> Provided text
########

The point was their counterparts: the people who were so shocked this
sort of thing was being said that they simply couldn’t shut up
about it. Often, they were apt to get a little shrill. In a best-case
scenario, they might begin to rail against the concept of free speech
itself. Whereupon any neutral audience would see a bunch of
calculating jokers on one side and a wild, censorious, rage-filled
mob on the other. Of the two, maybe the latter would seem more
alarming. “Oh lord,” as Voltaire put it, “make my enemies
ridiculous.”
The question of whether
Bannonism and Trumpism are the same thing remains open. Some will
still insist that everything the president does, from his hair to his
tweets, is cunning and calculated; perfectly pitched to provoke
liberal derision, which spurs a passionate, tribal defence from his
base. For me, he seems like more of an idiot savant in this regard,
albeit with less of the savant part. Although maybe that’s just my
liberal derision talking.
Our own politics is not
immune from Bannonism. There is a strong smell of it in our
ridiculous row over blue passports, which unfailingly triggers whole
armies of supposedly tolerant progressives into losing their minds
whenever it comes up, much to the glee of whoever has just brought it
up for precisely this reason. The undead rump of Arron Banks’s
Leave.EU is utterly Bannonite, just thankfully not very good at it.

########

> Excerpted records
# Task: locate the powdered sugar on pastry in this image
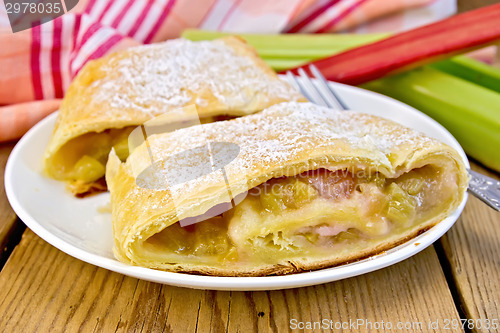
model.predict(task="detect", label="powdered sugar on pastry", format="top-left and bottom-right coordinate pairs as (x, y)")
top-left (94, 39), bottom-right (301, 114)
top-left (135, 102), bottom-right (436, 192)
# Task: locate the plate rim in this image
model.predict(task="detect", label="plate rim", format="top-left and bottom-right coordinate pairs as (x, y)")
top-left (4, 82), bottom-right (470, 291)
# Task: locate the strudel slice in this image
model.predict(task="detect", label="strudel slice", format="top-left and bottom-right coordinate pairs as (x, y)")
top-left (44, 37), bottom-right (303, 194)
top-left (106, 102), bottom-right (467, 276)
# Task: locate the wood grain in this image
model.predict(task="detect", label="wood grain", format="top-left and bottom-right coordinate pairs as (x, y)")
top-left (0, 143), bottom-right (24, 269)
top-left (0, 229), bottom-right (459, 332)
top-left (440, 164), bottom-right (500, 332)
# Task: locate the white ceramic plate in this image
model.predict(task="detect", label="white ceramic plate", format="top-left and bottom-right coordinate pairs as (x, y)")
top-left (5, 84), bottom-right (469, 290)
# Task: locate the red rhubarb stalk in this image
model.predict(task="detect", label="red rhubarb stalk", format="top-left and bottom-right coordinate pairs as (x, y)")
top-left (284, 4), bottom-right (500, 85)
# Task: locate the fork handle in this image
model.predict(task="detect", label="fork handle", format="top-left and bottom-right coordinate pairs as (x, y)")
top-left (469, 170), bottom-right (500, 212)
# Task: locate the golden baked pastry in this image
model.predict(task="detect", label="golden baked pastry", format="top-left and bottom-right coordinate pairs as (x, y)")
top-left (106, 102), bottom-right (467, 276)
top-left (44, 37), bottom-right (303, 193)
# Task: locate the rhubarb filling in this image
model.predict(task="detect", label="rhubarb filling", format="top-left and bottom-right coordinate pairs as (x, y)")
top-left (143, 165), bottom-right (457, 263)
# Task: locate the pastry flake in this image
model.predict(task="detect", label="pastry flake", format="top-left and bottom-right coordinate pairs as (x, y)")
top-left (106, 102), bottom-right (467, 276)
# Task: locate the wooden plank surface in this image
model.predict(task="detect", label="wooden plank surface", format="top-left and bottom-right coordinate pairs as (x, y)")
top-left (0, 230), bottom-right (460, 332)
top-left (440, 164), bottom-right (500, 332)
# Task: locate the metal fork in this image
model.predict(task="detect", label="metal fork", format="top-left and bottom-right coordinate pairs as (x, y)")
top-left (287, 65), bottom-right (500, 212)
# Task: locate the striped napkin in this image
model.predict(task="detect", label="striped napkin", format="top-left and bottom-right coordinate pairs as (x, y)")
top-left (0, 0), bottom-right (456, 142)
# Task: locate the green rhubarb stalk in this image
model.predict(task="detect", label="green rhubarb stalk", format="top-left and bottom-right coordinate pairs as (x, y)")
top-left (363, 67), bottom-right (500, 171)
top-left (182, 29), bottom-right (388, 61)
top-left (430, 56), bottom-right (500, 92)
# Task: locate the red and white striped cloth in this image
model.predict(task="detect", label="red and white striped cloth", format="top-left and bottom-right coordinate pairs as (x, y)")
top-left (0, 0), bottom-right (455, 141)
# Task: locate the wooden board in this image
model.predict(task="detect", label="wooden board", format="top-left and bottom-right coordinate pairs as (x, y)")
top-left (0, 230), bottom-right (459, 332)
top-left (441, 164), bottom-right (500, 332)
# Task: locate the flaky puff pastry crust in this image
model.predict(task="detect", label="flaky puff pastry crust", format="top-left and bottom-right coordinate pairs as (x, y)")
top-left (106, 102), bottom-right (467, 276)
top-left (44, 37), bottom-right (305, 179)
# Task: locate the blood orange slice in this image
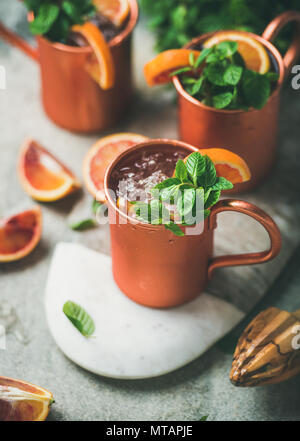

########

Quote everything in the piece on Bannonism above from "The question of" down to "liberal derision talking.", word for word.

The question of whether
Bannonism and Trumpism are the same thing remains open. Some will
still insist that everything the president does, from his hair to his
tweets, is cunning and calculated; perfectly pitched to provoke
liberal derision, which spurs a passionate, tribal defence from his
base. For me, he seems like more of an idiot savant in this regard,
albeit with less of the savant part. Although maybe that’s just my
liberal derision talking.